Repeat the column word for word, from "Let’s start with" to "a constitutional order.".

### TEXT BLOCK
------------------------

Saturday, February 21, 2026

‘Yellowstone’ on the Potomac

By Jonah Goldberg

Friday, February 20, 2026

 

I just finished recording the solo Remnant, and when I emerged from my cave, I saw the news about the tariff ruling. I haven’t had time to read much about it, and I wouldn’t write about it before listening to the Advisory Opinions “emergency podcast” on it, which has not dropped at the time of this writing. But I am very glad for the ruling, though not a little dismayed that it wasn’t unanimous. Also, by the time this comes out we might be at war with Iran. (Alas, there will be many, many G-Files—perhaps thousands—before Congress rediscovers its role in declaring war). So I’m just gonna clear out my mental junk drawer.

 

Let’s start with the news that the guy formerly known as Prince Andrew was arrested on suspicion of misconduct in public office (he’s had the title revoked, if you missed the point). Those suspicions were raised by the Epstein files. I’m not a big royal watcher, and I really don’t want to write about Epstein. But this is a big deal. The last time a member of the royal family was arrested was more than 400 years ago, and that ended with Charles I’s head being separated from his body, and the monarchy—the “head” of England—being separated from the country. It was a big moment for parliamentary supremacy. Of course, the monarchy was eventually restored—after the brief rule of Oliver Cromwell—but the monarchy was forevermore restrained within a constitutional order.

 

Andrew won’t be beheaded, of course. But maybe we’ll get some updates on those old prank phone call jokes.

 

“Do you have Prince Albert in a can?”

------------------------

### GIVEN DATA
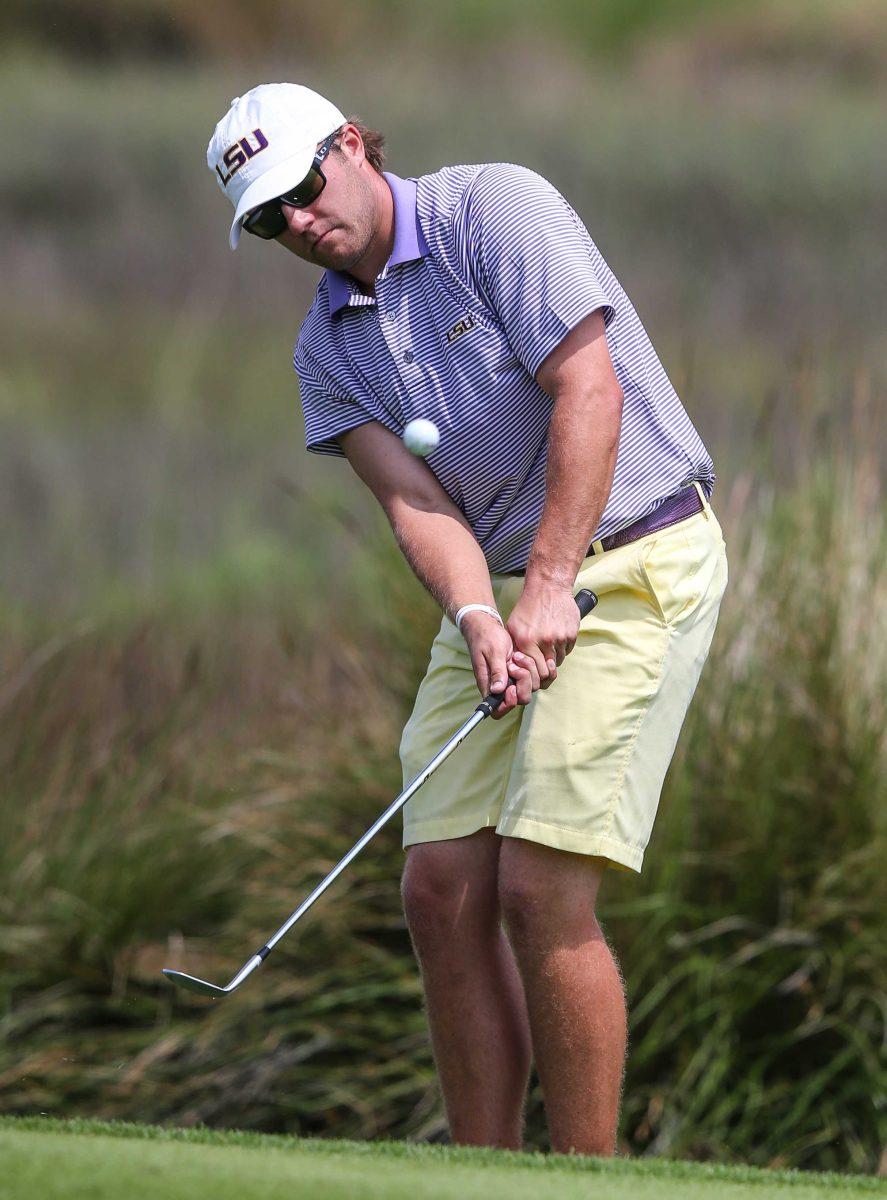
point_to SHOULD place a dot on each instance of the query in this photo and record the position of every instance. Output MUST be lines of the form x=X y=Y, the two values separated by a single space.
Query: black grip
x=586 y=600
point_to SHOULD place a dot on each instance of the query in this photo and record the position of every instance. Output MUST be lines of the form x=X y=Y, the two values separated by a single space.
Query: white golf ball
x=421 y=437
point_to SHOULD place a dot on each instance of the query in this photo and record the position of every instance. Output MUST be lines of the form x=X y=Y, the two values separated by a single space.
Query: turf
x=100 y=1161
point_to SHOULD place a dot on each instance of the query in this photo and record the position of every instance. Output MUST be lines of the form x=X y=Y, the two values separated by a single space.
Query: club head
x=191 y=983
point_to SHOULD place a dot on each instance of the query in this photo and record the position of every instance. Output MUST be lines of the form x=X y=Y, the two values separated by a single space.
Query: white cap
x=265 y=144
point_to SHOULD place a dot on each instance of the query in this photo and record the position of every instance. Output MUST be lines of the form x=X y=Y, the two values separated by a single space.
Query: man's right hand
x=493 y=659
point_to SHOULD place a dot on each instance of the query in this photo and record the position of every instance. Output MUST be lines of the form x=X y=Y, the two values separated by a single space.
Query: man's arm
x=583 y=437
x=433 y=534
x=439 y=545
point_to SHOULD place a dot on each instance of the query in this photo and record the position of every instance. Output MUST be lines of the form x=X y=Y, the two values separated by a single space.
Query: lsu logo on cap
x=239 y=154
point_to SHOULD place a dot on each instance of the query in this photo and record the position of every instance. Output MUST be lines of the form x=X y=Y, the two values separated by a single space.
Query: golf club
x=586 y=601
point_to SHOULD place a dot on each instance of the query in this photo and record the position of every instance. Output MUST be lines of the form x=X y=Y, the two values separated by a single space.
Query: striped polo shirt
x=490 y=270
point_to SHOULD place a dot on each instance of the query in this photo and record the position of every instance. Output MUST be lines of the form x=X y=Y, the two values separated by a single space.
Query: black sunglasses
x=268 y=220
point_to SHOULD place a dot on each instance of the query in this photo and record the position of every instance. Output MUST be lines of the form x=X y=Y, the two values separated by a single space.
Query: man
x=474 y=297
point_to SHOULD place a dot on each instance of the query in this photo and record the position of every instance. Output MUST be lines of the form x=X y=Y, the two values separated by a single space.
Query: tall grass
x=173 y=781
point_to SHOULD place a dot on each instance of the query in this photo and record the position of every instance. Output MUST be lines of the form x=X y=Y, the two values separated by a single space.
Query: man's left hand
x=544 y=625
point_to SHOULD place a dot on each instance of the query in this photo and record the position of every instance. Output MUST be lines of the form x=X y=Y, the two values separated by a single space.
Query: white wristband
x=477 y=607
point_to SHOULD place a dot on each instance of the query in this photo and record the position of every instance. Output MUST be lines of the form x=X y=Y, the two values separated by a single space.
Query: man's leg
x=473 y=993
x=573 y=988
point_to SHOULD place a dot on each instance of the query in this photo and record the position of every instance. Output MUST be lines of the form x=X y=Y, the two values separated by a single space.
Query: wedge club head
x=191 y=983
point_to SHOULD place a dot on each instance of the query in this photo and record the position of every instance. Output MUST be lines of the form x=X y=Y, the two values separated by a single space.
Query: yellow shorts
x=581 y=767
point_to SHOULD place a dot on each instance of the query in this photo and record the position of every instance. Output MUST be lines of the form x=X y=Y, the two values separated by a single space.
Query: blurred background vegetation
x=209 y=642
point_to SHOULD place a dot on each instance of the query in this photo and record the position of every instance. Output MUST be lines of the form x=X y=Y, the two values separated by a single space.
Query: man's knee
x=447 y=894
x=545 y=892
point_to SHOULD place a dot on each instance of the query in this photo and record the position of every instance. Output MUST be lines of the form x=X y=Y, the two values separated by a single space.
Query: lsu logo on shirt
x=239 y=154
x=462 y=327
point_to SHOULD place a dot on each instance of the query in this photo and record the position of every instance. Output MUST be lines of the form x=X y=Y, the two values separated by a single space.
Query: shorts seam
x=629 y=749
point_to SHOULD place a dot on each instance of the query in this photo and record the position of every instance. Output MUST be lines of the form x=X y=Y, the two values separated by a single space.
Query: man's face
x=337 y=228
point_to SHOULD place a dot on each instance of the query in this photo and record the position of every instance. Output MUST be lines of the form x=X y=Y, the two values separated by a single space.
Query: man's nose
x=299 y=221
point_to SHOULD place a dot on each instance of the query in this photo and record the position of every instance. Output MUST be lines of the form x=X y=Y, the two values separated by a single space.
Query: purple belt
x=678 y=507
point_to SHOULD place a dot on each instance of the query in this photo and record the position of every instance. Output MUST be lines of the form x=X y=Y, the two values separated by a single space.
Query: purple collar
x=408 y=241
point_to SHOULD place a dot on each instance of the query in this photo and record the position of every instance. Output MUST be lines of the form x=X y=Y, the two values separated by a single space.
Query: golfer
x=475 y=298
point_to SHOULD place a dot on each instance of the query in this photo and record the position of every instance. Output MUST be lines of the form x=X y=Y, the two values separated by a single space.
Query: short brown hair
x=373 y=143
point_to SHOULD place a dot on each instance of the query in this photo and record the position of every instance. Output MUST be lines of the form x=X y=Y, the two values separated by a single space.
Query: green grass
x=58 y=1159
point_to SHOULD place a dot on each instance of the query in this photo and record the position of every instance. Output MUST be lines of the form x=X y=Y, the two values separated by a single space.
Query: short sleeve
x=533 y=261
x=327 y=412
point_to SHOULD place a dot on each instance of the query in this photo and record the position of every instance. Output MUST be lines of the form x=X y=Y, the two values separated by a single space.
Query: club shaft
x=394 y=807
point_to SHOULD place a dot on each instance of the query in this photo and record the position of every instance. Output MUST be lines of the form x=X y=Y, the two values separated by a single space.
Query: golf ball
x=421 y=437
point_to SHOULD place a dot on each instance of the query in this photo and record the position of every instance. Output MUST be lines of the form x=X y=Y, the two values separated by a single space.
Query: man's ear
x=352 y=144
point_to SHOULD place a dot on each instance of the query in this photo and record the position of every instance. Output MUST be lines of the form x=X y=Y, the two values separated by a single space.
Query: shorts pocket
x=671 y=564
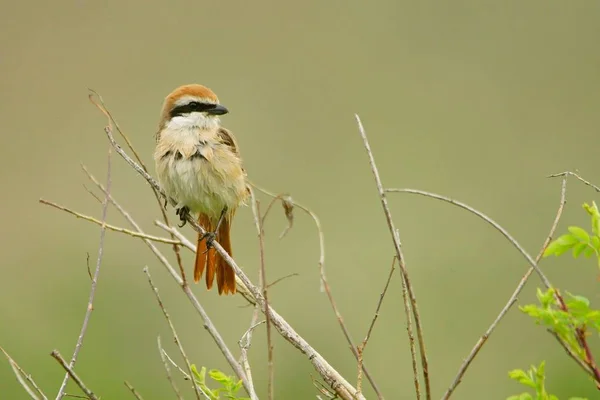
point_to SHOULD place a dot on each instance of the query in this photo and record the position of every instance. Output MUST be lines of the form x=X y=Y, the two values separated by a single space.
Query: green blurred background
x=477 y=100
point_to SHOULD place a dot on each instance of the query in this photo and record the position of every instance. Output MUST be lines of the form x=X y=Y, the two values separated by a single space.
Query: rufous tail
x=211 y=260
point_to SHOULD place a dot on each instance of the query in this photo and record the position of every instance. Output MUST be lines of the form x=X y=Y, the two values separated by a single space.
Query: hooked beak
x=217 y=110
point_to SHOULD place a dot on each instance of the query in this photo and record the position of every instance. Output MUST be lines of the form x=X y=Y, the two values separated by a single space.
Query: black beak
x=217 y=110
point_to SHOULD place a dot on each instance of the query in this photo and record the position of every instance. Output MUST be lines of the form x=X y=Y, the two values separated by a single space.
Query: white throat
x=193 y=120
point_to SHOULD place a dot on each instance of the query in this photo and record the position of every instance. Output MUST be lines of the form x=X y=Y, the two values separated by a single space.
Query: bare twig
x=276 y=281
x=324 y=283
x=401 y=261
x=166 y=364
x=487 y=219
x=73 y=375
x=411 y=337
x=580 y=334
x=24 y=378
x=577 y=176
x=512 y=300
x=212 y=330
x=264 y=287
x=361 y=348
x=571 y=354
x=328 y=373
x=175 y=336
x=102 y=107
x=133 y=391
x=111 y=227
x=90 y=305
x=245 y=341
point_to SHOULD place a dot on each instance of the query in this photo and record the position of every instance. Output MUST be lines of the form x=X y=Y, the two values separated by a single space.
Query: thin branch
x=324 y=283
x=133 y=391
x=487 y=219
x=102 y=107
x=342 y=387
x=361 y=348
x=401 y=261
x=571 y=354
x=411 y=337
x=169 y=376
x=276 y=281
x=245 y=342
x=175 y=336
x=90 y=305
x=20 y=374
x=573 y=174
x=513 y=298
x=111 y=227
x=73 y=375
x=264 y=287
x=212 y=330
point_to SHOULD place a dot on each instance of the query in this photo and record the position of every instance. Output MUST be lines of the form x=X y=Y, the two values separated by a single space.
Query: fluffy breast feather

------------------------

### EXERCISE SOLUTION
Let’s start with the news that the guy formerly known as Prince Andrew was arrested on suspicion of misconduct in public office (he’s had the title revoked, if you missed the point). Those suspicions were raised by the Epstein files. I’m not a big royal watcher, and I really don’t want to write about Epstein. But this is a big deal. The last time a member of the royal family was arrested was more than 400 years ago, and that ended with Charles I’s head being separated from his body, and the monarchy—the “head” of England—being separated from the country. It was a big moment for parliamentary supremacy. Of course, the monarchy was eventually restored—after the brief rule of Oliver Cromwell—but the monarchy was forevermore restrained within a constitutional order.